### GIVEN RECORDS
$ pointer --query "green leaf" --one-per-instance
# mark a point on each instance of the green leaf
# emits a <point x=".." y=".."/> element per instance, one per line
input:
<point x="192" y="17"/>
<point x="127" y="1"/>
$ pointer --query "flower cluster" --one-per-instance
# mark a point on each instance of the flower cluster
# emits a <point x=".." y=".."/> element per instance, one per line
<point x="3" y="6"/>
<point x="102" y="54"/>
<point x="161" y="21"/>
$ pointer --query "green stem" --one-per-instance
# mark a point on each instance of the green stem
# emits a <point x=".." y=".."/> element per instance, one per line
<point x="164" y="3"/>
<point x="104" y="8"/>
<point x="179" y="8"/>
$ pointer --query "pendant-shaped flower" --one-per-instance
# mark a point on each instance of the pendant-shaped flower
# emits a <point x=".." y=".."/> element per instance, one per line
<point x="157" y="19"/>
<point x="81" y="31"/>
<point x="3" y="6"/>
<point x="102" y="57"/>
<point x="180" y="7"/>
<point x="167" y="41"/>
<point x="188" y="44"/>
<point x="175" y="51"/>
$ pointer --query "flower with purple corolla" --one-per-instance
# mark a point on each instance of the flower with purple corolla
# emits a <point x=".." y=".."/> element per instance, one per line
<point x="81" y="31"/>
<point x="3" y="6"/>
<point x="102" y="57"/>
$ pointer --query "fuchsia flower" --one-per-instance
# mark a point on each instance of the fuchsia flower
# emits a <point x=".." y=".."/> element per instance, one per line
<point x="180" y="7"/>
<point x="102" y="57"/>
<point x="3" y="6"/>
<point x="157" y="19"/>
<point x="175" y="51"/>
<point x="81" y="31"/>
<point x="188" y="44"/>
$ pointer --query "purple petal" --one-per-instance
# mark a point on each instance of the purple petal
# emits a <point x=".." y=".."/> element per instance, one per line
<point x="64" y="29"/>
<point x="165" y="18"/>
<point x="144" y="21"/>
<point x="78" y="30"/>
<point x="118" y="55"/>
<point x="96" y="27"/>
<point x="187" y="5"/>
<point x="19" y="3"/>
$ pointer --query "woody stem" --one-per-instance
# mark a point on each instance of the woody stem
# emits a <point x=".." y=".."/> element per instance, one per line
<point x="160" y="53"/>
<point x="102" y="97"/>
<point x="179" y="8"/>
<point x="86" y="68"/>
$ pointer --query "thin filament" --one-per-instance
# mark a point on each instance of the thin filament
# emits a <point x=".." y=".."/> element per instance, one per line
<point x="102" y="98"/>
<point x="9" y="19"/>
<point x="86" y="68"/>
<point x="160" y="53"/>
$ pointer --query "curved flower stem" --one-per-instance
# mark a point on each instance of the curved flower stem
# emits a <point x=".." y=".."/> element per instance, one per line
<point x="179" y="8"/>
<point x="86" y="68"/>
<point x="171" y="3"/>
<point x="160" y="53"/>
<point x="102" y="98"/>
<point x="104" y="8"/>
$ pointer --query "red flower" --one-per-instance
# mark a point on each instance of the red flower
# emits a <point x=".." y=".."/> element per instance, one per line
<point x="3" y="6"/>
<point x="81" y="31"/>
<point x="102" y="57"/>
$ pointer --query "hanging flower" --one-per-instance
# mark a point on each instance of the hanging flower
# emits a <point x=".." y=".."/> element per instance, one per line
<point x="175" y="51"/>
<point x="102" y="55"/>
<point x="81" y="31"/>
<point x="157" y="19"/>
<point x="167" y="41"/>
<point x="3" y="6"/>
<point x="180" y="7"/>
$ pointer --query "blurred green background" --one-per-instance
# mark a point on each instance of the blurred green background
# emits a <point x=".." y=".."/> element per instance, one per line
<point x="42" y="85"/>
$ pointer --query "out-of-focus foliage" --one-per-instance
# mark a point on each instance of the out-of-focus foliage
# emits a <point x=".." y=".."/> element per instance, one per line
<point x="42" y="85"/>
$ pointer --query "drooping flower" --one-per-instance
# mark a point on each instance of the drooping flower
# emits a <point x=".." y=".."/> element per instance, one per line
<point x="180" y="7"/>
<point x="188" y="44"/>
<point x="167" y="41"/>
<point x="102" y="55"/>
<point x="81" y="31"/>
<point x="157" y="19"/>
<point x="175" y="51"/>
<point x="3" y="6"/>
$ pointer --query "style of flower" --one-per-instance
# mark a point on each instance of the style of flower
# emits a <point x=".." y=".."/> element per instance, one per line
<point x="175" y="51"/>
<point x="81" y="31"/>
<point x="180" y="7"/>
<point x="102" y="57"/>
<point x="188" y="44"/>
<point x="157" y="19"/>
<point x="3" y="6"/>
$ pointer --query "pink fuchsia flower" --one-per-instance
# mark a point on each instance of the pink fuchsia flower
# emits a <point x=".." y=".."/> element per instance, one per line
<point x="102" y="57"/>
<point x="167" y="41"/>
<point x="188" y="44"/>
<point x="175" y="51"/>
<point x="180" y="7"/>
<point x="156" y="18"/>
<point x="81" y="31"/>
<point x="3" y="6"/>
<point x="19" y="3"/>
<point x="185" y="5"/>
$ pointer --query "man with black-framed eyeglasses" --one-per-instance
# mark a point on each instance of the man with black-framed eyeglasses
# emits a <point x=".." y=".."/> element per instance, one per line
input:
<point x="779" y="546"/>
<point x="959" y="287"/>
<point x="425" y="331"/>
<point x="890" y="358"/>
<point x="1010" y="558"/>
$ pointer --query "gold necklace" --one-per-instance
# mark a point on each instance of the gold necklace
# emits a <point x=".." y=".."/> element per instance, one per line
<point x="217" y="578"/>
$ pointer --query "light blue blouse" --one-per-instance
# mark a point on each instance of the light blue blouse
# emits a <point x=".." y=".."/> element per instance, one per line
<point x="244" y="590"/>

### REQUEST
Filter the records down to every line containing the word "pink", and copy those lines.

### ANSWER TO THE EXERCISE
$ pointer --query "pink fuchsia flower" --one-per-instance
# mark a point on each instance of the pink fuchsia flower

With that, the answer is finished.